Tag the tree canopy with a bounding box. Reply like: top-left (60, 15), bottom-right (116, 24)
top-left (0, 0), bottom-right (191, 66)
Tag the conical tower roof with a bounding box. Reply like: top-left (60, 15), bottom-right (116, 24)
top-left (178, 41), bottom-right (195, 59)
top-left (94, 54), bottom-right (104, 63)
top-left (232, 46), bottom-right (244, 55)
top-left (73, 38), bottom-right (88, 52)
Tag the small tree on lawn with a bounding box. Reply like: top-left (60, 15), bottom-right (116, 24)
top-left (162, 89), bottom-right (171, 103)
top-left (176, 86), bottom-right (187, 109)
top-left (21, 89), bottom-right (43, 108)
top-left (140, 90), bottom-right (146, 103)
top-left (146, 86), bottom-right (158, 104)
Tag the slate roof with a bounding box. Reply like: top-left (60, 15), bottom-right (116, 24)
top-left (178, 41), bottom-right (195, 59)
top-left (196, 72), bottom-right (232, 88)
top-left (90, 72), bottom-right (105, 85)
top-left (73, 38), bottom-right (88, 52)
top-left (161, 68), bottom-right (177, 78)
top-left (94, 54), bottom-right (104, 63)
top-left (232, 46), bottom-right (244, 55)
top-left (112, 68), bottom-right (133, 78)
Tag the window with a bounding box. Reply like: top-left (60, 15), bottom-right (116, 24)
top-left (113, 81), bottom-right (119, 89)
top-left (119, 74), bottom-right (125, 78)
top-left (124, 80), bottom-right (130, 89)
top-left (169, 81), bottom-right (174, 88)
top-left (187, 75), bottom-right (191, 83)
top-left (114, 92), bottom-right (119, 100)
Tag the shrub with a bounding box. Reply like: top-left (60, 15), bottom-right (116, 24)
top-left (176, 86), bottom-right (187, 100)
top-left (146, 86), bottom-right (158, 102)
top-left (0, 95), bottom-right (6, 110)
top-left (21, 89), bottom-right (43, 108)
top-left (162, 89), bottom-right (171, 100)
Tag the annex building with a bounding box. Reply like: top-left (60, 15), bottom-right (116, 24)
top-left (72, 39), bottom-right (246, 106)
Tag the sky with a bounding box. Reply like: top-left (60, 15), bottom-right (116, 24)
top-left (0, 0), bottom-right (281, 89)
* * * * * * *
Put the rows from the line with "Tag the small" up to and including the last line of the rows into a JSON list of strings, one string per line, leaving out blank lines.

-- Full solution --
[
  "Tag the small tree on lawn with a bounding box. Reply like: top-left (60, 15), bottom-right (116, 24)",
  "top-left (162, 89), bottom-right (171, 103)",
  "top-left (176, 86), bottom-right (187, 109)",
  "top-left (21, 89), bottom-right (43, 108)",
  "top-left (140, 90), bottom-right (146, 103)",
  "top-left (146, 86), bottom-right (158, 104)",
  "Tag the slate roof with a bounding box. Reply like: top-left (60, 15), bottom-right (116, 24)",
  "top-left (178, 41), bottom-right (195, 59)",
  "top-left (196, 72), bottom-right (232, 88)",
  "top-left (90, 72), bottom-right (105, 85)",
  "top-left (73, 38), bottom-right (88, 52)",
  "top-left (161, 68), bottom-right (177, 78)",
  "top-left (94, 54), bottom-right (104, 63)",
  "top-left (232, 46), bottom-right (244, 55)",
  "top-left (112, 68), bottom-right (133, 78)",
  "Tag the window with a bounding box. Reply like: top-left (60, 15), bottom-right (116, 24)",
  "top-left (113, 81), bottom-right (119, 89)",
  "top-left (119, 74), bottom-right (125, 78)",
  "top-left (124, 80), bottom-right (130, 89)",
  "top-left (169, 81), bottom-right (174, 88)",
  "top-left (187, 75), bottom-right (191, 83)",
  "top-left (114, 92), bottom-right (119, 100)",
  "Tag the shrub with a bounding box. Reply like: top-left (60, 15), bottom-right (116, 24)",
  "top-left (176, 86), bottom-right (187, 100)",
  "top-left (146, 86), bottom-right (158, 102)",
  "top-left (0, 95), bottom-right (6, 110)",
  "top-left (21, 89), bottom-right (43, 108)",
  "top-left (162, 89), bottom-right (171, 100)",
  "Tag the annex building with a bounding box. Reply like: top-left (60, 15), bottom-right (116, 24)",
  "top-left (72, 39), bottom-right (246, 106)",
  "Tag the sky with a bounding box. Reply like: top-left (60, 15), bottom-right (116, 24)",
  "top-left (0, 0), bottom-right (281, 89)"
]